> Activities:
1. The article on LGBTQI+ women and HIV names what the Sophia Forum promotes and advocates for. List each item.
2. Summarize the article on LGBTQI+ women and HIV in two sentences.

*** Passage Section Begins ***

DIVA long read: Invisible No Longer

Danielle Mustarde shines a light on the needs of LGBTQI+ women affected by HIV this National HIV Testing Week


National HIV Testing Week runs from 17 – 24 November 2018


Around one third of people living with HIV in the UK are women.


On top of that, a quarter of all new diagnoses are women. Yet women living with the virus remain invisible in the narrative surrounding HIV in the UK.


And then there’s LGBTQ+ women. When it comes to the national response to HIV, all women are by default assumed to be heterosexual. Even now in 2018, there’s still a real lack of understanding of the diversity of sexualities of women living with, and at risk of, HIV. 


Targeted campaigns are typically aimed explicitly at men who have sex with men (MSM), while the sexual health needs of lesbian, bisexual and queer women are largely ignored. A 2016 article published by the Sophia Forum, an organisation which promotes and advocates for the rights, health, welfare and dignity of women living with the virus, reinforces this:


“The sexual health concerns of lesbians and bisexual women have often been invisible, although studies conducted around the world show that lesbians and bisexual women face multiple vulnerabilities to  sexually transmitted infections (STIs), including  HIV.”

*** Passage Section Ends ***
*** Supplied material Section Begins ***

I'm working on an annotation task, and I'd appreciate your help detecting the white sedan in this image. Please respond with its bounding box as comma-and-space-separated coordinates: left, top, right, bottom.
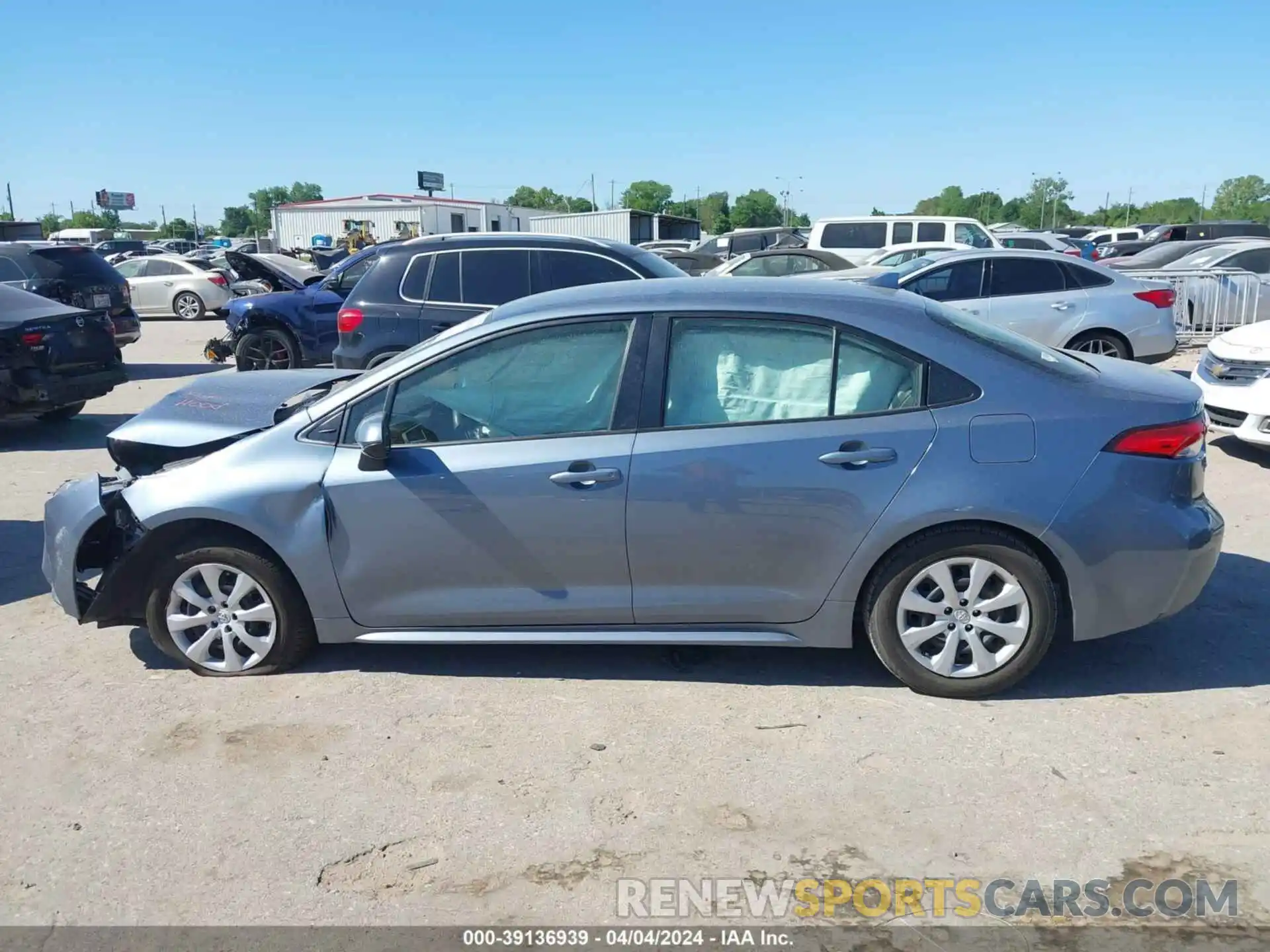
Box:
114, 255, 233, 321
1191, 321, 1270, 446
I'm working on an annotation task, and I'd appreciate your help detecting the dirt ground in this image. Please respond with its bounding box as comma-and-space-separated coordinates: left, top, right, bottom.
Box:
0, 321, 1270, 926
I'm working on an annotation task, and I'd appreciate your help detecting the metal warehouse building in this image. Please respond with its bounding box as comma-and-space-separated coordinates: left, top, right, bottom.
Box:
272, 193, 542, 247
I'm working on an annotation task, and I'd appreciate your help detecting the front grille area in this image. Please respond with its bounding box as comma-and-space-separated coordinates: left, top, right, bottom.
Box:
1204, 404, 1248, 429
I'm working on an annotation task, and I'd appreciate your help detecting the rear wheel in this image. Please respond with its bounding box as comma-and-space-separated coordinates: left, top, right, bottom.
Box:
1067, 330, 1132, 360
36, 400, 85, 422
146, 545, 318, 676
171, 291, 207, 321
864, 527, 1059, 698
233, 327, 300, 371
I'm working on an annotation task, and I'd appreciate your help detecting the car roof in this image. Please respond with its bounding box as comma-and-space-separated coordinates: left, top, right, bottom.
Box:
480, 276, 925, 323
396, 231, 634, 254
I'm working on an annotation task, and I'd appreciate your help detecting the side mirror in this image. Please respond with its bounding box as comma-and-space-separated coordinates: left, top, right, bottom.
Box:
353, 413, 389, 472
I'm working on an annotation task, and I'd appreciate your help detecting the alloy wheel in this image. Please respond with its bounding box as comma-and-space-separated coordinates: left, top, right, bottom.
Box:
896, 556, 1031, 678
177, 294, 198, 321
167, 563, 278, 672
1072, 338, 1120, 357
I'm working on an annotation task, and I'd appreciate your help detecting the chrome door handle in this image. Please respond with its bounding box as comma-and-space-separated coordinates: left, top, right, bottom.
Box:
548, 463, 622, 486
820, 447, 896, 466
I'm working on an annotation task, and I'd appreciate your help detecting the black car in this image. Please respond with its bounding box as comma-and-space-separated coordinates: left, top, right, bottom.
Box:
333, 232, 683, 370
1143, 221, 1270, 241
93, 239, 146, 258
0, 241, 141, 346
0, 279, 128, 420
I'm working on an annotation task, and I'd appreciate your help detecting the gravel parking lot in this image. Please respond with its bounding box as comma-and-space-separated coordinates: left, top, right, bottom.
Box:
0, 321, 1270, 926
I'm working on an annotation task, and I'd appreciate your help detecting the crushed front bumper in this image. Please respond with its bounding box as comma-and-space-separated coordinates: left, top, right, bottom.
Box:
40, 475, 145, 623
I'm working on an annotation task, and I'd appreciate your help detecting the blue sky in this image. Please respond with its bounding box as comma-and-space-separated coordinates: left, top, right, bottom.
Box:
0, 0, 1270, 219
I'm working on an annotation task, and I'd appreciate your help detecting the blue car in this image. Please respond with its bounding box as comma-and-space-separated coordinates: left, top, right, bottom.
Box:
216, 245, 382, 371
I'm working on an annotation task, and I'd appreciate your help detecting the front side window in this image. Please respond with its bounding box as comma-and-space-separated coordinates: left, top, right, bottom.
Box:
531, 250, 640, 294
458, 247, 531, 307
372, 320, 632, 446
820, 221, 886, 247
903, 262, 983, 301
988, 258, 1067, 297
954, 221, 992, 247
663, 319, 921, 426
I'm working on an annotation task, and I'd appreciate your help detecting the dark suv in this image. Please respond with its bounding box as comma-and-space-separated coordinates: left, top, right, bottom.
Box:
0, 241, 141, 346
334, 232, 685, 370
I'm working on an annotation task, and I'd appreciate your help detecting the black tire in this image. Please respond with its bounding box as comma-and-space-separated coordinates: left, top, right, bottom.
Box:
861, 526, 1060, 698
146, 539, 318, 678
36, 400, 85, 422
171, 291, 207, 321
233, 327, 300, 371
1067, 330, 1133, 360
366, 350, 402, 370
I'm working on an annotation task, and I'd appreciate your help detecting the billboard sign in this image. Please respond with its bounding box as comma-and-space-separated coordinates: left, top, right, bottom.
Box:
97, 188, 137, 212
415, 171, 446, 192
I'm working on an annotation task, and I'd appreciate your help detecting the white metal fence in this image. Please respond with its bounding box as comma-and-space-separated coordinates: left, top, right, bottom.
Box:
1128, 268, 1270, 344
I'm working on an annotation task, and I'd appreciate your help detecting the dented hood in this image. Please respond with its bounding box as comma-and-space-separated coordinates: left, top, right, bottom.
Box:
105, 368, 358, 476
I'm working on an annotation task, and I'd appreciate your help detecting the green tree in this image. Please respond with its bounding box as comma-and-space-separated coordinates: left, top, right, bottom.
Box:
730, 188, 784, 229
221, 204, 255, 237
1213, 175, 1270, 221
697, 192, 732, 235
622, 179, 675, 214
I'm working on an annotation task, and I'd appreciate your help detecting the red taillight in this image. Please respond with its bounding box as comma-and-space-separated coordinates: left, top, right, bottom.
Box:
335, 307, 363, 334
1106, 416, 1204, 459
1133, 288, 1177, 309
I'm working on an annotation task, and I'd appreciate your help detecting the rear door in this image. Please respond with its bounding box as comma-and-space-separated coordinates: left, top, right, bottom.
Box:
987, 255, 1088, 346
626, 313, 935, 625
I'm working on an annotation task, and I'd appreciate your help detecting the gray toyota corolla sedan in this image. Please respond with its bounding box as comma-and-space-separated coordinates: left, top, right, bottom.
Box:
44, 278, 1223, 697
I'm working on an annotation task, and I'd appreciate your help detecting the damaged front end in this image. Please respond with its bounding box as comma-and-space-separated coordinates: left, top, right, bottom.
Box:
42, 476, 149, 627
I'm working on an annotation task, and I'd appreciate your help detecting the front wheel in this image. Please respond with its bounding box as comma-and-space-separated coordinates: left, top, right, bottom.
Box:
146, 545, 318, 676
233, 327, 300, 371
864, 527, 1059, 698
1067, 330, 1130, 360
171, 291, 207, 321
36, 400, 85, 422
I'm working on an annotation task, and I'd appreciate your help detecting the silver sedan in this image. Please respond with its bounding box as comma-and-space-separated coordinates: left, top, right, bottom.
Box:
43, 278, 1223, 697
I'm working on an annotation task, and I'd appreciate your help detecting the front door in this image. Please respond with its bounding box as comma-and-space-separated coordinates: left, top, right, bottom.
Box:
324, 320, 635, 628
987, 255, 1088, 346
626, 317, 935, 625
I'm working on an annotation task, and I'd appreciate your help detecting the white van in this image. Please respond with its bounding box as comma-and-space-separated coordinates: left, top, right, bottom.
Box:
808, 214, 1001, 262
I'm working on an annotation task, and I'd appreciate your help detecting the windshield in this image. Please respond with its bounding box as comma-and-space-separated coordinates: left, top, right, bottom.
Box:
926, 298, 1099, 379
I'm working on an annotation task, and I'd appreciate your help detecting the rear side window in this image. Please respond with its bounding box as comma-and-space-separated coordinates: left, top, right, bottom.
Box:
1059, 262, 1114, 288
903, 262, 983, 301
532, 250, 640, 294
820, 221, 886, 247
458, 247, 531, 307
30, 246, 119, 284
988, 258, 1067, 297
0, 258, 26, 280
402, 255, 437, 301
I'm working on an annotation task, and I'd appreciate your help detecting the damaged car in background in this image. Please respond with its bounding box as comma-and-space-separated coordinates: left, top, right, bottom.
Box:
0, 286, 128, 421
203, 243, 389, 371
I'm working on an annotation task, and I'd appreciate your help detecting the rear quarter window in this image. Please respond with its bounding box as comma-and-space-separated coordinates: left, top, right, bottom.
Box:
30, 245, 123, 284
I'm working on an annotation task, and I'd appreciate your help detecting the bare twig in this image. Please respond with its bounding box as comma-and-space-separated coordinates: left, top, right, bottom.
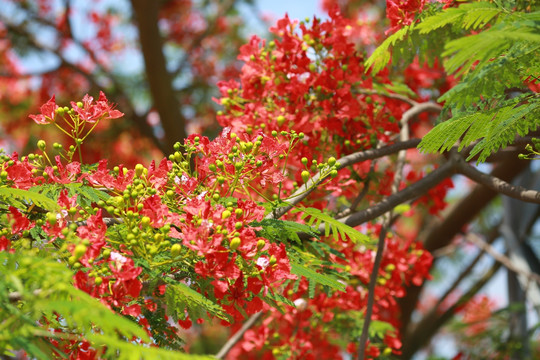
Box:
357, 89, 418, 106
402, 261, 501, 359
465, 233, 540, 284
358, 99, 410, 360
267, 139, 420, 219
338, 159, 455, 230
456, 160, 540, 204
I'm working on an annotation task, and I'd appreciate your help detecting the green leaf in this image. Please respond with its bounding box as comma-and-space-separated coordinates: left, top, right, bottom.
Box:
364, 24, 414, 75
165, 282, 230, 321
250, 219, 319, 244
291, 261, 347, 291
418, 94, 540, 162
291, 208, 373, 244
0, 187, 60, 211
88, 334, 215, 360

*** Supplied material Section Ends ***

> Replies:
1. rights, health, welfare, dignity

2. Women make up around one third of people living with HIV in the UK and a quarter of new diagnoses, yet they remain invisible in the narrative around the virus. The national response assumes all women are heterosexual, and while campaigns target men who have sex with men, the sexual health needs of lesbian, bisexual and queer women are largely ignored.